AUFGABENLISTE
[1] Wie weit ist der Händler laut dem Forenthread über das kaputte Netzteil von RaidRazer entfernt?
[2] Kopiere aus dem Forenthread über das kaputte Netzteil wortgetreu den Abschnitt, der bei „Wenn Du Pech“ beginnt und bei „Threshold (21. September 2014)“ endet.
[3] Schreibe den Forenthread über das kaputte Netzteil an der Stelle weiter, an der er aufhört.

AUSGANGSTEXT
══════════

Wenn Du Pech hast, leitet der Händler das Netzteil erst an BQ weiter statt es zu tauschen. Ich würde mich direkt an BQ wenden. Im ersten Jahr hast Du doch den 48h Vor Ort Austauschservice.


----------



## Threshold (21. September 2014)

Du hast es erst 3 Monate.
Nutze also den Vor Ort Austausch von BeQuiet.
Nimm Kontakt mit dem Support auf. Du bekommst ein neues Netzteil und gibts das kaputte ab.


----------



## MATRIX KILLER (21. September 2014)

Threshold schrieb:


> Du hast es erst 3 Monate.
> Nutze also den Vor Ort Austausch von BeQuiet.
> Nimm Kontakt mit dem Support auf. Du bekommst ein neues Netzteil und gibts das kaputte ab.


 Genau. Und du brauchst nicht mal aus dem Haus raus


----------



## RaidRazer (21. September 2014)

Alles klar. Händler wäre nur 5 Gehminuten von mir entfernt. Im Normalfall bekomme ich dort sofort ein Austauschgerät oder eine Gutschrift. Daher war auch die Frage nach einer Alternative zu be quiet


----------



## R4Z0R1911 (21. September 2014)

Jedes Gerät kann nach 1 oder 100 Monaten Kaputt gehen. Das Dark Power ist das beste Netzteil was es so gibt.
Tausch es halt um.


----------



## Dr Bakterius (21. September 2014)

══════════

ROHDATEN
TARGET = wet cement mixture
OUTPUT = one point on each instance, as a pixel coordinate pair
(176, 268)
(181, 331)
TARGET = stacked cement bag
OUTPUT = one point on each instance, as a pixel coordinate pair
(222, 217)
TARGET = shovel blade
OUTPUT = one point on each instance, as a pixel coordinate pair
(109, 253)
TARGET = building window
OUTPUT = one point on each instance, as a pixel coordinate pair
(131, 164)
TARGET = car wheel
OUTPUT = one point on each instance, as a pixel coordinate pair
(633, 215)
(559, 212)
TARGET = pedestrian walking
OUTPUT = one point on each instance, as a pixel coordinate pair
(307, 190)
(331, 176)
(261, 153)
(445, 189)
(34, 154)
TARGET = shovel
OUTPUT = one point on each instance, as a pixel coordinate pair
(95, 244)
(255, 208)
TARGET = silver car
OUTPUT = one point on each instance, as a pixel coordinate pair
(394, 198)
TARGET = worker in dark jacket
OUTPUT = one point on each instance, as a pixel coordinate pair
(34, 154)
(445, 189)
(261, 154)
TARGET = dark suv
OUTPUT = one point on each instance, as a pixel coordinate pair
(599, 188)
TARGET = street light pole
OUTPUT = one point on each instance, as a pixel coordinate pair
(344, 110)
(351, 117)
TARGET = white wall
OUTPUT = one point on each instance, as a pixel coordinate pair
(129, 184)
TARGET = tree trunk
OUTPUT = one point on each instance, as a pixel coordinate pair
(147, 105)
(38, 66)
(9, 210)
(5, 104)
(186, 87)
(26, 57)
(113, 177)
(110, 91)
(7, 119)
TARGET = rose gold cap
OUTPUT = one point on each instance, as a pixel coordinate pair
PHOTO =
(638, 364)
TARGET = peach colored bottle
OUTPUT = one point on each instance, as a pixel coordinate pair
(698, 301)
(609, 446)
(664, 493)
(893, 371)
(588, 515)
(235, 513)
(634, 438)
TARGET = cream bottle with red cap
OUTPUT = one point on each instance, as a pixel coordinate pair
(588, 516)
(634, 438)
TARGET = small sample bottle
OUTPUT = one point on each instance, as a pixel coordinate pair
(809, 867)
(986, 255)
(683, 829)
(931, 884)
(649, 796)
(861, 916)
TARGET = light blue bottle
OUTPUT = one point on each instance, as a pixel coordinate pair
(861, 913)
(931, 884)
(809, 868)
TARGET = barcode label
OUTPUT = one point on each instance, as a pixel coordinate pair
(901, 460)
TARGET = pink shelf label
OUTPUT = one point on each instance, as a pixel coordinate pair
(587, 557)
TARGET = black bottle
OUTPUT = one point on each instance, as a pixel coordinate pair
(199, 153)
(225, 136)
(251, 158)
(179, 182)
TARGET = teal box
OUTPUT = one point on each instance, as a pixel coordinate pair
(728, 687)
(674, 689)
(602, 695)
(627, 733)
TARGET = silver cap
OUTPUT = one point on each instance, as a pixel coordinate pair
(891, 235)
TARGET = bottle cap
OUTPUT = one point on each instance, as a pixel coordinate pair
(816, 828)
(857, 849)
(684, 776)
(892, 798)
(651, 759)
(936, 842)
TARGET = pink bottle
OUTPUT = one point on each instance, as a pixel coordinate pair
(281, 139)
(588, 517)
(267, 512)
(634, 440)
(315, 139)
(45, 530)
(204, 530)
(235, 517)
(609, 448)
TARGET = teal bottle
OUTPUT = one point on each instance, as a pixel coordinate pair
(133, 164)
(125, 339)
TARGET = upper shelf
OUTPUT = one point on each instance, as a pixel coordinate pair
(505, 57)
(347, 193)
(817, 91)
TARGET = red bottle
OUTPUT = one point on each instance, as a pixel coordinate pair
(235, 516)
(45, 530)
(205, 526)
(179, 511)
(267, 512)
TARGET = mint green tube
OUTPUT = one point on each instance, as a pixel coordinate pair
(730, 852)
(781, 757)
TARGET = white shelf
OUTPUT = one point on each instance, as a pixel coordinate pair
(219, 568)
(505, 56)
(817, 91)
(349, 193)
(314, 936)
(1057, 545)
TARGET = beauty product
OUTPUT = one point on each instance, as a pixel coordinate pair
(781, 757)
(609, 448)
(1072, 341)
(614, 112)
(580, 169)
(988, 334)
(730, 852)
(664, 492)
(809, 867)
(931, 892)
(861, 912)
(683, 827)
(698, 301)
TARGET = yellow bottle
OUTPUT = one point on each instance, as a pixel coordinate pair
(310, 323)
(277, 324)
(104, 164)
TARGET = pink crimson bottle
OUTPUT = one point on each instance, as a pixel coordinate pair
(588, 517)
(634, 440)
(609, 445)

══════════

ERGEBNISSE
[1] Nur 5 Gehminuten.

[2]
Wenn Du Pech hast, leitet der Händler das Netzteil erst an BQ weiter statt es zu tauschen. Ich würde mich direkt an BQ wenden. Im ersten Jahr hast Du doch den 48h Vor Ort Austauschservice.


----------



## Threshold (21. September 2014)

[3]
Auch das Beste kann mal einen Defekt haben, ich würde es erneut nehmen


----------



## Stefan Payne (22. September 2014)

RaidRazer schrieb:


> Hallo Leute
> 
> Ich melde mich mal wieder mit einem kleinem Problem. Seit heute Vormittag macht mein be quiet! Dark Power Pro P10 550 Watt keinen Mucks mehr.
> Rechner lässt sich nicht mehr starten. Netzteil wurde auch in einem anderen Rechner getestet mit dem selben Ergebnis.
> ...


 Sorry, wenn ich es so hart sage, aber:
*Was zur Hölle willst du hier?!*
Die Leute bei Listan haben eine Kostenlose Hotline, die Montag bis Freitags von 9-17.30h besetzt, ansonsten gibt es dort einen eMail Kontakt, an den du dich hättest wenden können.

Erst einmal ein Posting in einem Forum verwassen, 'ne Welle zu schlagen, nur weil ein Netzteil mal kaputt gegangen ist, ist da nicht die richtige Vorgehensweise, insbesondere wenn du nur von einem Gerät sprichst. Das werden die Leute im Service ähnlich sehen, wenn sie auf deine Rechnung schauen. Wirst 'nen bisserl gelöchert und dann gibts recht schnell 'nen neues Gerät, wenn du Glück hast, hast du es schon am Dienstag...

Und das ganze zum Händler zu tragen ist einfach mal Mega Fail, da der erst mal die Ware sammelt und wartet bis die Palette an den Hersteller voll ist und es dann erst versendet. Da kannst dann auch mal 4-6 Wochen auf ein neues Netzteil warten.
Der Hersteller selbst bräuchte etwa 4-6 Tage...

Aber hey, ist halt nur ein Netzteil, dass nur Strom liefert. Das kann/darf ja nicht kaputt gehen, weil liefert ja nur Strom und macht ja sonst nichts.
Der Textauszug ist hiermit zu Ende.